Challenge: Rewrite the rows below, replacing "trace the outline of" with "mark the boundary of" wherever it occurs and leaving everything else unchanged.

Dataset rows:
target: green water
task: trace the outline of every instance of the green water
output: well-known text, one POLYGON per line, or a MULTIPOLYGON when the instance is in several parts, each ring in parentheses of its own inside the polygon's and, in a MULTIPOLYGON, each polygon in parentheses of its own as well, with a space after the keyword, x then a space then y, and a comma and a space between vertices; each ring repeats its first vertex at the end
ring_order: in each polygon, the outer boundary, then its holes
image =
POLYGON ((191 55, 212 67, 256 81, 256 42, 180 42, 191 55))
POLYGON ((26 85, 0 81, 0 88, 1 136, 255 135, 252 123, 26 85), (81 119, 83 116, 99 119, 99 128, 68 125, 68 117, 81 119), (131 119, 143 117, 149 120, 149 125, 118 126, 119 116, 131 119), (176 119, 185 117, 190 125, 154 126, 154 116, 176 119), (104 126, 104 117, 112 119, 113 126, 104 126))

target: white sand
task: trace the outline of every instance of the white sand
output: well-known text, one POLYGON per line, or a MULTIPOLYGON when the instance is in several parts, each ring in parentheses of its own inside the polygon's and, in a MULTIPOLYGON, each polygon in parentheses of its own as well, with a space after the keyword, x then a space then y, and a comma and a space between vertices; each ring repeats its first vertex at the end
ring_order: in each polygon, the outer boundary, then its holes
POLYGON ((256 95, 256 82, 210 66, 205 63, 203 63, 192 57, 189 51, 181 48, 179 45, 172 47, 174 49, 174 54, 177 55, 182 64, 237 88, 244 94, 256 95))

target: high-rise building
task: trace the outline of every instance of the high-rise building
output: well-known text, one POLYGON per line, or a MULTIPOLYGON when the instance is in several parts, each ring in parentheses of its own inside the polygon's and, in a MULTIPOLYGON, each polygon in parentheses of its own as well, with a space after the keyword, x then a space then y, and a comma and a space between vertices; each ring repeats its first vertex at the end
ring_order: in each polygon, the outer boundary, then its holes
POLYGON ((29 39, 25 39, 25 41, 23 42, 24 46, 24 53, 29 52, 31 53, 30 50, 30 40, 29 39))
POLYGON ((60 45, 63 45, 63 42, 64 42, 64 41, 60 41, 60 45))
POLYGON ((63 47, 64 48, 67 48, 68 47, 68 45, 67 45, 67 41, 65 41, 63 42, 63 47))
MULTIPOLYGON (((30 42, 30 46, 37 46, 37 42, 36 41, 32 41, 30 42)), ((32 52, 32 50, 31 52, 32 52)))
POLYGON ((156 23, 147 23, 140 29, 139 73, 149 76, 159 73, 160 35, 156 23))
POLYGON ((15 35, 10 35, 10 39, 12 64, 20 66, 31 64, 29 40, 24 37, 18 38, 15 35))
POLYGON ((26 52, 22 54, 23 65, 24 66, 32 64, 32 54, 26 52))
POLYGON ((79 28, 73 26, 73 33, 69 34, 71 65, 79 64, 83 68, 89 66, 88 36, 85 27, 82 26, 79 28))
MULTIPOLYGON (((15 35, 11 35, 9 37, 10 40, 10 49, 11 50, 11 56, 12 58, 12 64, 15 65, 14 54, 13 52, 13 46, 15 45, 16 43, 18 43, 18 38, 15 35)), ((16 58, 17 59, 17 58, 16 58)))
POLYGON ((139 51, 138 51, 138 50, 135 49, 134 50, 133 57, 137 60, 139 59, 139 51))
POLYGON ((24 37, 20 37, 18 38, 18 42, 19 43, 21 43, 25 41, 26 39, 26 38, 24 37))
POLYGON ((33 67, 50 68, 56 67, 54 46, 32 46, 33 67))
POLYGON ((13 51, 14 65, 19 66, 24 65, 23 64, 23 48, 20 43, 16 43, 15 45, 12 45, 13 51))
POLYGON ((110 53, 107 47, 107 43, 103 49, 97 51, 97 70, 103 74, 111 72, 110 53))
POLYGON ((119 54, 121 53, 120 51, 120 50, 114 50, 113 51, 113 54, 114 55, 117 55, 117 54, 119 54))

Response to the exercise:
target: green water
task: mark the boundary of every instance of the green water
output: well-known text, one POLYGON per line, or a MULTIPOLYGON when the instance is in several parts, each ring in parentheses of its own inside the polygon's and, in a MULTIPOLYGON, each polygon in parentheses of its own as well, with a space after the keyword, x then a space then y, and a comma and a space between vertices; each ring repeats its first vertex at the end
ring_order: in each polygon, the outer boundary, then its holes
image =
POLYGON ((191 55, 212 67, 256 81, 256 42, 180 42, 191 55))
POLYGON ((26 85, 0 81, 0 88, 1 136, 255 135, 252 123, 26 85), (81 119, 83 116, 99 119, 99 128, 68 125, 68 117, 81 119), (131 119, 143 117, 149 120, 149 125, 118 126, 119 116, 131 119), (176 119, 185 117, 190 125, 154 126, 154 116, 176 119), (104 126, 104 117, 112 119, 113 126, 104 126))

target: white sand
task: mark the boundary of every instance of the white sand
output: well-known text, one POLYGON per line, or a MULTIPOLYGON when the instance is in several parts, each ring in parentheses of its own inside the polygon's and, in a MULTIPOLYGON, each polygon in parentheses of its own as well, with a space after the keyword, x then a space then y, and a comma and a space between vertices; each ring repeats its first vertex at the end
ring_order: in each polygon, the outer boundary, then its holes
POLYGON ((256 95, 256 82, 210 66, 205 63, 203 63, 192 57, 189 51, 181 48, 179 45, 172 47, 174 49, 174 54, 177 55, 182 64, 237 88, 244 94, 256 95))

target: high-rise building
task: mark the boundary of every instance of the high-rise building
output: well-known text, one POLYGON per line, or a MULTIPOLYGON when the instance is in several parts, each ring in parentheses of its own inside the polygon's and, in a MULTIPOLYGON, each polygon in parentheses of its own as well, with a space after the keyword, x then a space then y, and a comma and a space between vertices; each ring repeats its first vertex at the end
ring_order: in each polygon, the outer boundary, then its holes
POLYGON ((29 39, 25 39, 25 41, 23 42, 24 46, 24 53, 29 52, 31 53, 30 50, 30 40, 29 39))
POLYGON ((60 45, 63 45, 63 42, 64 42, 64 41, 60 41, 60 45))
POLYGON ((63 47, 64 48, 67 48, 68 47, 68 45, 67 45, 67 41, 65 41, 63 42, 63 47))
MULTIPOLYGON (((30 42, 30 46, 37 46, 37 42, 36 41, 32 41, 30 42)), ((32 52, 32 50, 31 52, 32 52)))
POLYGON ((156 23, 147 23, 140 29, 139 73, 149 76, 159 73, 160 35, 156 23))
POLYGON ((15 35, 10 35, 10 39, 12 64, 20 66, 31 64, 29 40, 24 37, 18 38, 15 35))
POLYGON ((26 52, 22 54, 23 65, 24 66, 32 64, 32 54, 26 52))
POLYGON ((79 28, 73 26, 73 33, 69 34, 71 65, 79 64, 83 68, 89 66, 88 36, 85 27, 82 26, 79 28))
MULTIPOLYGON (((15 35, 11 35, 9 37, 10 40, 10 49, 11 50, 11 56, 12 58, 12 64, 15 65, 14 54, 13 52, 13 46, 15 45, 16 43, 18 43, 18 38, 15 35)), ((16 58, 17 59, 17 58, 16 58)))
POLYGON ((139 51, 138 51, 138 50, 135 49, 134 50, 133 57, 137 60, 139 59, 139 51))
POLYGON ((24 37, 20 37, 18 38, 18 42, 19 43, 21 43, 25 41, 26 39, 26 38, 24 37))
POLYGON ((33 67, 50 68, 56 67, 54 46, 32 46, 33 67))
POLYGON ((13 51, 14 65, 19 66, 24 65, 23 64, 23 48, 20 43, 16 43, 15 45, 12 45, 13 51))
POLYGON ((110 53, 107 47, 107 43, 103 49, 97 51, 97 70, 103 74, 111 72, 110 53))
POLYGON ((119 54, 121 53, 120 51, 120 50, 114 50, 113 51, 113 54, 114 55, 117 55, 117 54, 119 54))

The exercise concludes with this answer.